What you should do>
Transcribe, exactly as they appear, only the lines from the one holding "Where can the stone" through the end of the entries below.

Entries shown>

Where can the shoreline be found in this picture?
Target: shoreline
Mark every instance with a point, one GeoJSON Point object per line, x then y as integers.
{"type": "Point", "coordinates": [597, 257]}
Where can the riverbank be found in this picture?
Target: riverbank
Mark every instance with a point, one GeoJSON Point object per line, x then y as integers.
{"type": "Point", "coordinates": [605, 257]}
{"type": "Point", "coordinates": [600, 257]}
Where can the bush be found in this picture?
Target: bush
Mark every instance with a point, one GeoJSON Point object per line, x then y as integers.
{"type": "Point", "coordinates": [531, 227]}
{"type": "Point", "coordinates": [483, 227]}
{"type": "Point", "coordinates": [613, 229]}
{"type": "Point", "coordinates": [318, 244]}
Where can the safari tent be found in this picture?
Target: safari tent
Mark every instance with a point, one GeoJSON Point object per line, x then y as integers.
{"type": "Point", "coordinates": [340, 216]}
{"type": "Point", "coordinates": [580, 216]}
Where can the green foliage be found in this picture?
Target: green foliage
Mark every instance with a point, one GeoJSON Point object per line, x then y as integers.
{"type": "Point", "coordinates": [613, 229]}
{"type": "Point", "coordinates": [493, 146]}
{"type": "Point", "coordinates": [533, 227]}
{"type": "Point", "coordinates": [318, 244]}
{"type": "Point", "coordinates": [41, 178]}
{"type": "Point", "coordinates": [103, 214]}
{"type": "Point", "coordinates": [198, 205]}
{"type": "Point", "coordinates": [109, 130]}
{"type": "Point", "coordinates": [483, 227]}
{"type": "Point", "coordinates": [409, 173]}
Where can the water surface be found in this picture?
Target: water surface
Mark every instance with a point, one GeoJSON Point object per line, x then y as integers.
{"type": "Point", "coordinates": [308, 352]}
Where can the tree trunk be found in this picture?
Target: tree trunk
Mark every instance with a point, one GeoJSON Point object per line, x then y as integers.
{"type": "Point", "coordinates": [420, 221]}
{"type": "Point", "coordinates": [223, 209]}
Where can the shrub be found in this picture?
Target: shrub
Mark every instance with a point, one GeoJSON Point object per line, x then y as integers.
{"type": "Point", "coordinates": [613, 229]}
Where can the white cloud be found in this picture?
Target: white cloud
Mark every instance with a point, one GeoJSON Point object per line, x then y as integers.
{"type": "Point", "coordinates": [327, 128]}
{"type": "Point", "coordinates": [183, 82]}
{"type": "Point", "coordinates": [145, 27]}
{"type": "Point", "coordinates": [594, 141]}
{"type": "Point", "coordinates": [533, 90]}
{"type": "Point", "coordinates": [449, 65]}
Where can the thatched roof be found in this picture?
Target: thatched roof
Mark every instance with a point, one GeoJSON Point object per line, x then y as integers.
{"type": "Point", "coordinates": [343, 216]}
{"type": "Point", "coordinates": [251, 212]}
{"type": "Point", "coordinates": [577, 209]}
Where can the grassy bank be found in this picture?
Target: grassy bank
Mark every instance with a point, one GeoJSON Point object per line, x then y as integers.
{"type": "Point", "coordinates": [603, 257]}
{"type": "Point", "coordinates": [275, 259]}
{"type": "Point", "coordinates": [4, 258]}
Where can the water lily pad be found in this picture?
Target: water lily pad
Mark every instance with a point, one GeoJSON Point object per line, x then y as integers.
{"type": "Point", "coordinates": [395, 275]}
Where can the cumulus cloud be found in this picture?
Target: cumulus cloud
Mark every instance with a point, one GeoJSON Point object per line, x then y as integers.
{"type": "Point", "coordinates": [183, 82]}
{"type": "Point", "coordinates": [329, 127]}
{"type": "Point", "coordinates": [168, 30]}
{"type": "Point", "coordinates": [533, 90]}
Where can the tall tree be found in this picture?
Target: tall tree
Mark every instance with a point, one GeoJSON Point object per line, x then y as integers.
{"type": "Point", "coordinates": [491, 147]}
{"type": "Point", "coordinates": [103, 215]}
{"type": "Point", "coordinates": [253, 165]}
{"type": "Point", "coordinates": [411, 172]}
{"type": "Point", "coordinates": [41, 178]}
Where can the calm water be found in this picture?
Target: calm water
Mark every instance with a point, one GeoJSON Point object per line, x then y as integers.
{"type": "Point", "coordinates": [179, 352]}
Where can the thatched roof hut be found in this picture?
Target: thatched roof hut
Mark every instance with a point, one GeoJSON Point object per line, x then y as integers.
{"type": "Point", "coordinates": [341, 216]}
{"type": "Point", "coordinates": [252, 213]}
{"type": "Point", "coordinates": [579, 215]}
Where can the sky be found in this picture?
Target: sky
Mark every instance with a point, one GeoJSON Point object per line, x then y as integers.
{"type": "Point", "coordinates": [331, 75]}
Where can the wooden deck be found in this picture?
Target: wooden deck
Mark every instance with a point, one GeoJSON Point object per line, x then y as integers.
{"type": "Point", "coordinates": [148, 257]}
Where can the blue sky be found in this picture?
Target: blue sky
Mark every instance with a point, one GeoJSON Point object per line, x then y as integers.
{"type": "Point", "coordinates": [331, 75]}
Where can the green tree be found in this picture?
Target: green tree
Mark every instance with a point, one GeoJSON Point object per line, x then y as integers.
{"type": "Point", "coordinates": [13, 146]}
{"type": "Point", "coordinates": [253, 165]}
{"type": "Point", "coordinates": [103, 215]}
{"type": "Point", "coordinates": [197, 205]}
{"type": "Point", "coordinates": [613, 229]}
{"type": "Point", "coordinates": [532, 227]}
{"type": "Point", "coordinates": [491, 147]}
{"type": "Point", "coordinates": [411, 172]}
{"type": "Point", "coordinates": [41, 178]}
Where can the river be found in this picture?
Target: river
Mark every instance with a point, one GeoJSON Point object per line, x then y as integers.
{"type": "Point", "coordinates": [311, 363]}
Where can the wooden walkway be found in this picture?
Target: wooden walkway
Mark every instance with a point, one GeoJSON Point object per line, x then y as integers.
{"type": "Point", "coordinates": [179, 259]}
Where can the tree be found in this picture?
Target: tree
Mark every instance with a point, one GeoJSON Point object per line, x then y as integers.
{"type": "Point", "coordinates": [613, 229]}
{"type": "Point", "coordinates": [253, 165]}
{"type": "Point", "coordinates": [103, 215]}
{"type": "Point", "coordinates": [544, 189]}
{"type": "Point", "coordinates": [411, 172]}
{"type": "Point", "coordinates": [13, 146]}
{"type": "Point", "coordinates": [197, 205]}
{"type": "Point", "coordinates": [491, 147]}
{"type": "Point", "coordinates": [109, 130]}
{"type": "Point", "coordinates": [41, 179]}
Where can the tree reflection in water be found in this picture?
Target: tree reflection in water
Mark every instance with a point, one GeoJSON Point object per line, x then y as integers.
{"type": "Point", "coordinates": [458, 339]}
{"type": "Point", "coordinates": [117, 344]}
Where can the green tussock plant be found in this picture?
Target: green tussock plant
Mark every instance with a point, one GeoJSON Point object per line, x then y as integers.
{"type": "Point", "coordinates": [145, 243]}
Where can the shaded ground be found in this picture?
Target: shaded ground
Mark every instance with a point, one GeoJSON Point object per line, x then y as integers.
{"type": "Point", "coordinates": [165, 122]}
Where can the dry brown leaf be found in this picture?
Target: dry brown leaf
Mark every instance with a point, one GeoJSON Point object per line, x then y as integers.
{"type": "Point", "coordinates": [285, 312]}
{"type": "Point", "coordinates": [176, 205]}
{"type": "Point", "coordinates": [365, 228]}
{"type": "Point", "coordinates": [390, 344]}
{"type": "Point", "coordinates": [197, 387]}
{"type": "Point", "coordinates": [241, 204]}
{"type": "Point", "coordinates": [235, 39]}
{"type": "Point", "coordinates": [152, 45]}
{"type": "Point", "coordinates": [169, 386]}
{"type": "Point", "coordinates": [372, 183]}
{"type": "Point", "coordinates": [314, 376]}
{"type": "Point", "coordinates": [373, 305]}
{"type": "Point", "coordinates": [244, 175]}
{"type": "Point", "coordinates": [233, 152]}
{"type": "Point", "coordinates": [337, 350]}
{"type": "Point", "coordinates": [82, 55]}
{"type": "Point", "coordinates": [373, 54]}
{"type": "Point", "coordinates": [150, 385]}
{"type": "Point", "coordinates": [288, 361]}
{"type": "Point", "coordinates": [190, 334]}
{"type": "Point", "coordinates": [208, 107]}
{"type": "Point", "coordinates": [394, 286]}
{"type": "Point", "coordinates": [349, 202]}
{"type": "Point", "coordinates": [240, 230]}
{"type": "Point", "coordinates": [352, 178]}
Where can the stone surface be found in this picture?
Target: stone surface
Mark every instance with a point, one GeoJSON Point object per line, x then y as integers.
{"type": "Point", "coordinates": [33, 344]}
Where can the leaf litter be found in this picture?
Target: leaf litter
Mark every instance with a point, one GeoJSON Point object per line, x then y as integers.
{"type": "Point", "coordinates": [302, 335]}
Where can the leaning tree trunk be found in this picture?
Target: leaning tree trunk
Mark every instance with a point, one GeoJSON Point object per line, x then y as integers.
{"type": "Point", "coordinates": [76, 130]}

Right answer>
Where can the stone surface be found in this picture?
Target: stone surface
Mark every instance with a point, one GeoJSON Point object per line, x then y as integers.
{"type": "Point", "coordinates": [33, 344]}
Where can the leaf litter be found in this picture?
Target: leaf litter
Mark every instance with a point, one GeoJSON Point object per line, x then y as integers.
{"type": "Point", "coordinates": [302, 335]}
Where can the leaning tree trunk be found in this picture?
Target: leaning tree trunk
Mark every instance with a point, one GeoJSON Point object per line, x then y as integers.
{"type": "Point", "coordinates": [76, 130]}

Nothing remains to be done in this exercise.